__PROBLEM__:
Only the lines from the one with "Keypoint guideline: for each instance of the black tub" through the end of the data below belong in the answer, restated word for word, pictures excluded.

__Entries taken from a collection__:
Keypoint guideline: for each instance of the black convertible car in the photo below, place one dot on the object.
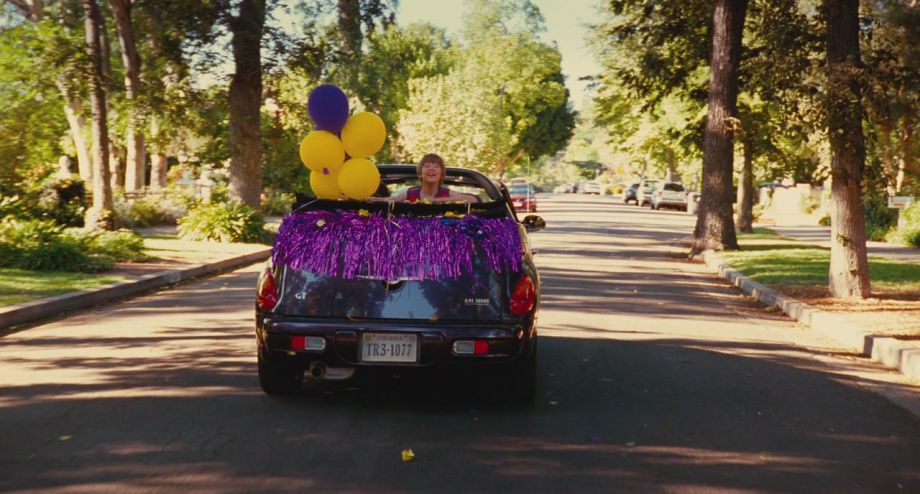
(364, 286)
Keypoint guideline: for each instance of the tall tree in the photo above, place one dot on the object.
(245, 98)
(135, 161)
(714, 226)
(849, 269)
(66, 83)
(100, 215)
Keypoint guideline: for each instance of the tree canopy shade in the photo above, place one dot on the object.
(245, 99)
(714, 227)
(100, 216)
(503, 100)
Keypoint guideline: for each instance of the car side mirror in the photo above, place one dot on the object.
(533, 223)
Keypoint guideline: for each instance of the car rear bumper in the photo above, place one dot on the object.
(507, 342)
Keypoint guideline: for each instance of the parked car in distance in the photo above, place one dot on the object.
(644, 193)
(669, 195)
(629, 193)
(523, 197)
(590, 187)
(480, 324)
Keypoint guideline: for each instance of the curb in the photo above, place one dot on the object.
(890, 352)
(59, 304)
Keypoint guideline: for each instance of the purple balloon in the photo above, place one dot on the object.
(328, 107)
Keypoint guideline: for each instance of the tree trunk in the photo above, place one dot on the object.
(745, 221)
(136, 160)
(157, 171)
(907, 164)
(73, 107)
(714, 226)
(116, 170)
(849, 269)
(245, 104)
(73, 111)
(100, 215)
(349, 23)
(116, 167)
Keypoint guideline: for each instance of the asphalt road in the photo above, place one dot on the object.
(653, 377)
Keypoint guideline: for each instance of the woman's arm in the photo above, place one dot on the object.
(459, 196)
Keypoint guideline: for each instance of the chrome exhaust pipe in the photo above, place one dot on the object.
(317, 370)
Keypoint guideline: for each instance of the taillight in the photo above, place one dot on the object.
(267, 295)
(523, 297)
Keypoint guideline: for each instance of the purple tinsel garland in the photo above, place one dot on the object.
(350, 244)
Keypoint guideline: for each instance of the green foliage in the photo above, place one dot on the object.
(18, 285)
(120, 245)
(150, 210)
(394, 57)
(32, 121)
(782, 261)
(909, 232)
(41, 245)
(223, 222)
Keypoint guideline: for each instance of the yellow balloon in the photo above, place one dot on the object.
(363, 135)
(359, 178)
(321, 149)
(325, 185)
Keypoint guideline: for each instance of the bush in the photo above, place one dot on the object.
(41, 245)
(121, 245)
(909, 232)
(277, 203)
(62, 200)
(224, 222)
(808, 203)
(150, 210)
(880, 219)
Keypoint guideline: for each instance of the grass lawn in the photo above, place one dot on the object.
(18, 285)
(801, 271)
(163, 249)
(774, 260)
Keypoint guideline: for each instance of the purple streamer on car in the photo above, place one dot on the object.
(352, 244)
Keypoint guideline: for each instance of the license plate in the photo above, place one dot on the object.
(389, 347)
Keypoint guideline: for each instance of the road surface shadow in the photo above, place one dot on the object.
(611, 416)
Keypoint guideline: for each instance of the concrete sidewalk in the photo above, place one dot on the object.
(821, 235)
(901, 355)
(50, 307)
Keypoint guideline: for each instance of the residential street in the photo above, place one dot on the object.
(654, 376)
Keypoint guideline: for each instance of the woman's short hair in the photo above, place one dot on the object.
(431, 158)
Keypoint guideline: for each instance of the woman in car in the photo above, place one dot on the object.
(431, 171)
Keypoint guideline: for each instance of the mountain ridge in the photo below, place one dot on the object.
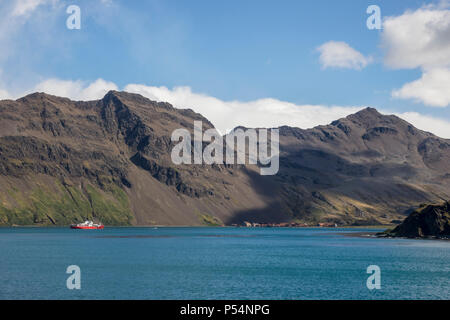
(62, 161)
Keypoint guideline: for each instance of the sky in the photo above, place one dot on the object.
(251, 63)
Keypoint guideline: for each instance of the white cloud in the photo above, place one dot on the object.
(226, 115)
(76, 90)
(24, 7)
(418, 38)
(340, 55)
(432, 89)
(431, 124)
(4, 95)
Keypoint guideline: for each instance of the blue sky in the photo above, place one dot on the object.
(240, 51)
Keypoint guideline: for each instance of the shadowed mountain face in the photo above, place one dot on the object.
(63, 161)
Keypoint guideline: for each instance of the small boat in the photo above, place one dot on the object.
(89, 225)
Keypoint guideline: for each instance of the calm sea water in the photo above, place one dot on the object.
(218, 263)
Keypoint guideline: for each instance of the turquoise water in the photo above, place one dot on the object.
(218, 263)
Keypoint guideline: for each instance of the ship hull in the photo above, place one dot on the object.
(87, 227)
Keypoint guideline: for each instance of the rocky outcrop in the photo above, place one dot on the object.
(429, 221)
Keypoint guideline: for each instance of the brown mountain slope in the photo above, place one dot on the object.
(63, 161)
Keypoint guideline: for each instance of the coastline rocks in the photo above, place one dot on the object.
(429, 221)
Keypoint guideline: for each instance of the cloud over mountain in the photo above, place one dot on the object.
(334, 54)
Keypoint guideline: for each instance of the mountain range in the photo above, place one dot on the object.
(64, 161)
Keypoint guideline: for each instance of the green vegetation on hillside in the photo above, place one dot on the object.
(69, 204)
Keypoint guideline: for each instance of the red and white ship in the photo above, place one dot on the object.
(87, 225)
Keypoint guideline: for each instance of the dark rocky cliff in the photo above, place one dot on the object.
(64, 161)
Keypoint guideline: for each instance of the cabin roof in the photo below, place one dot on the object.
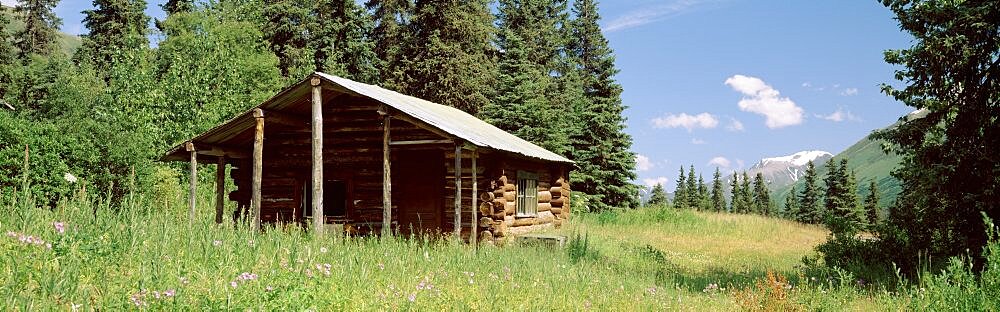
(448, 119)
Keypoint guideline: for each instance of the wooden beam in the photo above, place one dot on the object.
(220, 188)
(423, 125)
(475, 197)
(458, 192)
(317, 156)
(386, 180)
(285, 119)
(221, 151)
(192, 194)
(420, 142)
(258, 158)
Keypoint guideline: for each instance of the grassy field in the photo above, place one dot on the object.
(87, 254)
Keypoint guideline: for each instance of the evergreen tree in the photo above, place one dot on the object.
(522, 105)
(40, 25)
(452, 60)
(391, 35)
(692, 188)
(949, 168)
(340, 41)
(718, 198)
(746, 194)
(791, 204)
(735, 199)
(871, 204)
(657, 196)
(681, 193)
(761, 195)
(703, 203)
(284, 31)
(117, 27)
(601, 147)
(809, 201)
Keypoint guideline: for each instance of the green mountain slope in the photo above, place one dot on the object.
(869, 162)
(69, 43)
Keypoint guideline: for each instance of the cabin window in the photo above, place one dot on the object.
(527, 194)
(334, 199)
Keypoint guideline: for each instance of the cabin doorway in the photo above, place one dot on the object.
(417, 189)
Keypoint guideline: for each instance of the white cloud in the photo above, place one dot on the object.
(649, 15)
(734, 125)
(840, 115)
(703, 120)
(720, 161)
(762, 99)
(654, 181)
(643, 163)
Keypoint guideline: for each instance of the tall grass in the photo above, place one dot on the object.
(89, 253)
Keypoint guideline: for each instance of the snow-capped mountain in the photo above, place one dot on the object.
(785, 170)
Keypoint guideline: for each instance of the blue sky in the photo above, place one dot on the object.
(727, 82)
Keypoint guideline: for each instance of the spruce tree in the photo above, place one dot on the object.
(391, 35)
(761, 195)
(340, 42)
(791, 204)
(452, 60)
(284, 31)
(703, 202)
(40, 25)
(718, 198)
(657, 197)
(949, 169)
(522, 105)
(692, 189)
(735, 198)
(681, 193)
(871, 205)
(601, 147)
(117, 27)
(809, 201)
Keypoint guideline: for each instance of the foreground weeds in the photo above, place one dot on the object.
(86, 253)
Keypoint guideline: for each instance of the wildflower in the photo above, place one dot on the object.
(69, 177)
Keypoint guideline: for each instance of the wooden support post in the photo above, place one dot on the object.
(258, 166)
(475, 204)
(317, 162)
(220, 188)
(458, 192)
(386, 180)
(192, 194)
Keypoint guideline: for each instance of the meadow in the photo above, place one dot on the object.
(86, 254)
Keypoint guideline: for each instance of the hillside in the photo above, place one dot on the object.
(69, 43)
(869, 162)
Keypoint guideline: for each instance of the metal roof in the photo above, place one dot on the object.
(445, 118)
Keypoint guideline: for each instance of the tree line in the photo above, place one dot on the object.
(692, 193)
(540, 69)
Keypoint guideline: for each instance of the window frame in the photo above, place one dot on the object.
(527, 194)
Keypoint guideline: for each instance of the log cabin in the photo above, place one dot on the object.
(332, 154)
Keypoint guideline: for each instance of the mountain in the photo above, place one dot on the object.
(868, 161)
(785, 170)
(68, 43)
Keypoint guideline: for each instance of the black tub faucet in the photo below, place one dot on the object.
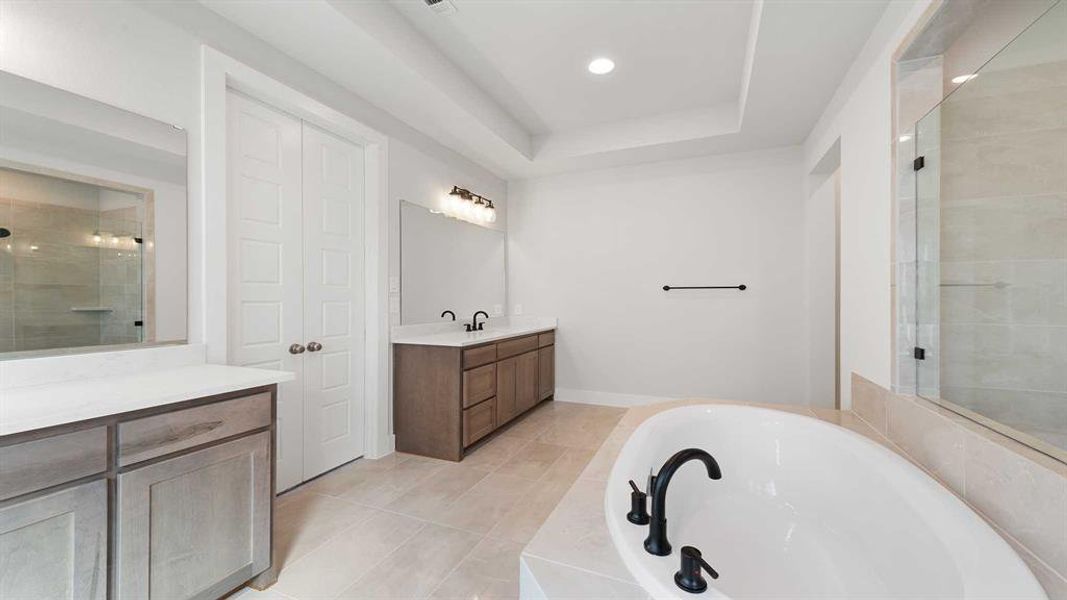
(474, 325)
(656, 542)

__EXERCISE SOLUTION__:
Keypoint guideline: for each instance of the black tub faucet in the photo below, place one dot on the object.
(474, 325)
(656, 542)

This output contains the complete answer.